======== Passage given ========

Anger Persists After German Jet Crash
HALTERN AM SEE, Germany — Weeks before he was supposed to fly to Barcelona, Spain, for a student exchange program with his 10thgrade Spanish class, Steffen Strang realized that he would miss a home game of the soccer team he followed religiously. Maybe, he told his mother, he should stay home.
The response Dagmar Strang gave to her 16-year- old son has echoed in her head since March 24, the day he was supposed to have returned on a Germanwings flight bound for Düsseldorf.
“I told him he wasn’t going to stay home because of a stupid game — I called it that, ‘stupid,’ ” she said, sitting in her dining room beside a display of framed pictures of Steffen, her only child.
“I told him this could be a chance to make a lifelong friend, to go out and experience the world,” Mrs. Strang said, shaking her head, struggling against the thought of “What if?”.
The Strangs are one of the families in this leafy town in western Germany struggling to come to terms with the holes in their lives since a Germanwings co-pilot, Andreas Lubitz, sent Flight 9525 into a fatal descent, taking their sons, daughters, siblings and spouses with him.
While some of the families of the 150 onboard the flight have broken Germany’s culture of privacy and discreet suffering to speak to reporters, those in Haltern had stayed silent, closing ranks and their doors while coping with their grief.
But in June, after Lufthansa, the parent company of Germanwings, offered $28,000 each to the families of the 72 German victims onboard — in addition to the $56,000 in immediate financial assistance that was provided to each family after the crash — the Haltern group wrote an open letter to Lufthansa calling the offer “insulting.” And some of the families let a reporter into their homes.

======== Entries provided ========

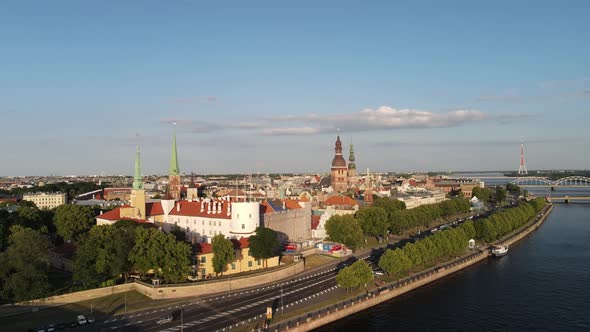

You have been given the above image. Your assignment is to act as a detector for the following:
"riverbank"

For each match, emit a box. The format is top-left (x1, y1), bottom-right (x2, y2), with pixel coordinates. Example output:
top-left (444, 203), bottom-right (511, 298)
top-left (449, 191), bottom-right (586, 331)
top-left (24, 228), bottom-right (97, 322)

top-left (271, 205), bottom-right (553, 331)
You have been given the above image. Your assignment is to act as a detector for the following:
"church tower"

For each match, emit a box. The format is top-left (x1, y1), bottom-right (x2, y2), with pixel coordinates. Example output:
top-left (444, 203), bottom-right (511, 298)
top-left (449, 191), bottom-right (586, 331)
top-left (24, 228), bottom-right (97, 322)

top-left (168, 123), bottom-right (180, 201)
top-left (348, 142), bottom-right (356, 188)
top-left (330, 135), bottom-right (348, 192)
top-left (120, 146), bottom-right (146, 219)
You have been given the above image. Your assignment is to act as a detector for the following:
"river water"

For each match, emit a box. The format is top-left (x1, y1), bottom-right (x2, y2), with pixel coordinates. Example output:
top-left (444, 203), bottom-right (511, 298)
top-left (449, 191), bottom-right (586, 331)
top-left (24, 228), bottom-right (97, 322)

top-left (316, 204), bottom-right (590, 331)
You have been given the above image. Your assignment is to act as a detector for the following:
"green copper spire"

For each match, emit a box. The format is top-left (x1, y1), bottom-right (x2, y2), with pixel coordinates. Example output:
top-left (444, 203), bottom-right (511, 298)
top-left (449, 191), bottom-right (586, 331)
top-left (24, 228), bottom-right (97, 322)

top-left (169, 123), bottom-right (180, 176)
top-left (133, 146), bottom-right (143, 189)
top-left (348, 143), bottom-right (356, 169)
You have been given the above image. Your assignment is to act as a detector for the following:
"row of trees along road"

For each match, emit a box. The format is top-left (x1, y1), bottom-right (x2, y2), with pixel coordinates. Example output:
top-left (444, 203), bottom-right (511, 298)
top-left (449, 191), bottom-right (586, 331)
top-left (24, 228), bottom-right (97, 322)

top-left (0, 201), bottom-right (97, 301)
top-left (325, 198), bottom-right (471, 249)
top-left (336, 260), bottom-right (373, 293)
top-left (211, 227), bottom-right (280, 275)
top-left (379, 198), bottom-right (546, 277)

========

» **What this exercise asks**
1. Translate this sentence from the article on the Germanwings crash into Spanish: "While some of the families of the 150 onboard the flight have broken Germany's culture of privacy and discreet suffering to speak to reporters, those in Haltern had stayed silent, closing ranks and their doors while coping with their grief."
2. Pick up the article on the Germanwings crash after its final sentence and keep writing it.

» **Responses for each task**
1. Mientras que algunas de las familias de las 150 personas a bordo del vuelo han roto con la cultura alemana de la privacidad y el sufrimiento discreto para hablar con los periodistas, las de Haltern habían guardado silencio, cerrando filas y sus puertas mientras sobrellevaban su dolor.

2.
“I feel they are not taking the responsibility, not acknowledging that one of their own employees knowingly did this,” said Oliver, whose wife, Sonja Cercek, 35, a Spanish teacher at the Joseph-König Gymnasium, had organized the exchange with the Llinars del Vallès school near Barcelona. (He asked that his last name, which is different from that of his wife, not be published for privacy reasons.)
Lufthansa and Germanwings have acknowledged Mr. Lubitz had a bout of severe depression in 2009 while training. But they have revealed little about their oversight of him. Under German law, only individuals can be prosecuted, not companies.
Heinz- Joachim Schöttes, a spokesman for Germanwings, said the payments for the victims’ pain and suffering “is just a part” of the compensation offer. Additional commitments include a trust fund valued at up to 15 million euros, or $16.9 million, for educational costs for children orphaned and any other projects proposed by family members.
Nevertheless, the families of the Haltern victims and those of more than 50 other victims are discussing the possibility of filing a lawsuit in the United States, where Mr. Lubitz was training when he was granted a leave for depression. Elmar Giemulla, a German lawyer representing many families here, said he believed that in addition to more compensation allowed under United States tort laws, a suit could help uncover information about the extent of Lufthansa’s knowledge of Mr. Lubitz’s condition and how he could have been considered flight-worthy.
The families say that Lufthansa’s response immediately after the crash was “exemplary,” as Mr. Strang put it. But since then, they say, they have experienced a sense of broken trust.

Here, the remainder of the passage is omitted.